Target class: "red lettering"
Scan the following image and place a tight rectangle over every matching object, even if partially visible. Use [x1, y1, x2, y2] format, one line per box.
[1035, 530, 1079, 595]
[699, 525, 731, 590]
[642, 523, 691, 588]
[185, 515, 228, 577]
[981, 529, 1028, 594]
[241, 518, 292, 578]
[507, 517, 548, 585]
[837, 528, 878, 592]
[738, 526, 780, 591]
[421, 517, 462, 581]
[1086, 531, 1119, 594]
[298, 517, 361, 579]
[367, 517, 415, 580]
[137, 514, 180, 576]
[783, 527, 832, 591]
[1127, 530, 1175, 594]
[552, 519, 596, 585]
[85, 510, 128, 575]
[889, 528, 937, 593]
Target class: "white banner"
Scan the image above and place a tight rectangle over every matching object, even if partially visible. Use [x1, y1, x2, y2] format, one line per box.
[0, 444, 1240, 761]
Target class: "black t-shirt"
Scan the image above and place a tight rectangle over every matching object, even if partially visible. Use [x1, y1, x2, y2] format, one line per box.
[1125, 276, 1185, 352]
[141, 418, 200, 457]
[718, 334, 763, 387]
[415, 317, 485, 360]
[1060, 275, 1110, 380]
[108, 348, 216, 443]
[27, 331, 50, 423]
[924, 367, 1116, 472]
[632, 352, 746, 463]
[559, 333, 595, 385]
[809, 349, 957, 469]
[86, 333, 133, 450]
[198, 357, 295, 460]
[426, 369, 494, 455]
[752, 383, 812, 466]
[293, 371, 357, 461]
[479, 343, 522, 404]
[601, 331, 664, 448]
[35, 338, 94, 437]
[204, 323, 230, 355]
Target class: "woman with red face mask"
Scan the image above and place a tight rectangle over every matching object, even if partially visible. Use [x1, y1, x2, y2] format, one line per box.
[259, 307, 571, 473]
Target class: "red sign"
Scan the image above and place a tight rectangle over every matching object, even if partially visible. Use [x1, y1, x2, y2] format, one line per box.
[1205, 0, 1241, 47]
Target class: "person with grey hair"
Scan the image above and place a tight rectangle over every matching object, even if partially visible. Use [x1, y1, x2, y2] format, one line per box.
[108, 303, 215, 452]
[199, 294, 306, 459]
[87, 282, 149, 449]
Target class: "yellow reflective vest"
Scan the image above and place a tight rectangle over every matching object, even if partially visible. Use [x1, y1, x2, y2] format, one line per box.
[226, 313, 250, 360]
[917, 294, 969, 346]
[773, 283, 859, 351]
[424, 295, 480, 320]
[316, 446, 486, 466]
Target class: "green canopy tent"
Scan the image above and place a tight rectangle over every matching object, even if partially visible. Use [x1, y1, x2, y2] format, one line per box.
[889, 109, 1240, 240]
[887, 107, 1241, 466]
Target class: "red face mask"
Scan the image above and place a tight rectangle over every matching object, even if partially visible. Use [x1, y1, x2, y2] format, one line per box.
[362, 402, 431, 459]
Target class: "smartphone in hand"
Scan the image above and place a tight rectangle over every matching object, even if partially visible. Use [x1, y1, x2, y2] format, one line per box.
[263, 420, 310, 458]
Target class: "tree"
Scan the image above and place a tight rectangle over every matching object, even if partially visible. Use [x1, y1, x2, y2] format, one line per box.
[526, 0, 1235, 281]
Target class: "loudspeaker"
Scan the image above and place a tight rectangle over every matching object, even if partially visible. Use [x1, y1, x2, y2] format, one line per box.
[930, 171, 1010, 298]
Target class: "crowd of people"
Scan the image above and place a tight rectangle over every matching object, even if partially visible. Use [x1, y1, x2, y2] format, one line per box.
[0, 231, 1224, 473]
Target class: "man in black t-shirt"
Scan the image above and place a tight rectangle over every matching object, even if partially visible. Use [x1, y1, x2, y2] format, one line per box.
=-=-=-=-=
Print every line of the listing exactly.

• **Solution**
Target class: "red lettering"
Scan the following image and place a tight rectangle over every matching object, even if partially visible. Use [x1, y1, x2, y2] format, one line per box.
[1035, 530, 1079, 595]
[699, 525, 731, 590]
[642, 523, 691, 588]
[185, 515, 228, 577]
[981, 529, 1028, 594]
[241, 518, 292, 578]
[507, 517, 548, 585]
[837, 528, 878, 592]
[738, 526, 780, 591]
[421, 517, 462, 581]
[1086, 531, 1119, 594]
[298, 517, 361, 579]
[367, 517, 415, 580]
[137, 514, 180, 576]
[783, 527, 832, 591]
[1127, 530, 1175, 594]
[552, 519, 596, 585]
[85, 510, 128, 575]
[889, 528, 937, 593]
Target class: "white banner"
Scan the image above and place a tight rectangle over every matching object, even if partially visible. Use [x1, y1, x2, y2] format, one line per box.
[0, 444, 1240, 761]
Target class: "black t-shirt"
Scan the image above and place a tight rectangle over every matching object, even if partially visible. Use [x1, y1, x2, y2] format, one line per box.
[1125, 276, 1185, 352]
[141, 418, 200, 457]
[718, 334, 763, 387]
[415, 317, 485, 360]
[1060, 275, 1110, 380]
[108, 348, 216, 443]
[27, 331, 50, 423]
[924, 367, 1116, 472]
[632, 352, 746, 463]
[559, 333, 595, 385]
[809, 349, 957, 469]
[86, 333, 133, 450]
[198, 357, 295, 460]
[426, 369, 494, 455]
[752, 383, 812, 466]
[293, 371, 357, 461]
[479, 343, 522, 404]
[601, 331, 664, 448]
[35, 338, 94, 437]
[204, 323, 230, 355]
Target class: "woman with red face mask"
Scan the image above and place a tight rectangle over every matching object, even if partially visible. Use [x1, y1, x2, y2] format, one line per box.
[259, 307, 571, 473]
Target class: "red sign"
Scan the image above and place a tight rectangle over every matching object, even if partially visible. Use [x1, y1, x2, y2] format, one line per box.
[1205, 0, 1241, 47]
Target class: "person with grey hair"
Scan the image above and place a tight rectangle over every matching object, even if partially visible. Use [x1, y1, x2, y2] format, one line per box.
[108, 303, 215, 452]
[199, 294, 306, 459]
[87, 282, 149, 449]
Target class: "yellow reflective vest"
Scan the image above and place a tight rectangle over every matching object, even if partially visible. Use [x1, y1, x2, y2] format, one line per box.
[226, 313, 250, 360]
[917, 294, 969, 346]
[773, 283, 859, 351]
[424, 295, 480, 320]
[316, 446, 486, 466]
Target class: "green canopy tent"
Scan the image above and place a tight rectangle over every matching object, even if partially visible. Use [x1, y1, x2, y2] format, one line per box.
[889, 109, 1240, 240]
[887, 107, 1241, 466]
Target class: "red face mask"
Scan the image above and place a tight rectangle over every matching object, even if partially visible. Use [x1, y1, x2, y2] format, one line per box.
[362, 402, 431, 459]
Target class: "smartphone in hand"
Scan the image above and place a tight rectangle over every matching object, even if partially visible. Use [x1, y1, x2, y2] format, one line per box.
[263, 420, 310, 458]
Target class: "tree"
Scan the image above and place a tight rectangle over every matching object, even if partially visible. Use [x1, y1, x2, y2] format, one line per box.
[526, 0, 1235, 281]
Target class: "loudspeaker"
Scan the image above and place a tight rectangle over every matching object, even if partially visible. Use [x1, y1, x2, y2] format, one line per box.
[930, 171, 1010, 298]
Target class: "crowd of people"
Scan the image above and place a tight rectangle over every matching object, even if partially visible. Use [x1, y1, x2, y2] format, one line per box.
[0, 231, 1224, 473]
Target class: "man in black t-shirt"
Scan the image above and place a tight rectangle over every matching object, even if partially visible. Use [x1, y1, x2, y2] format, one line per box.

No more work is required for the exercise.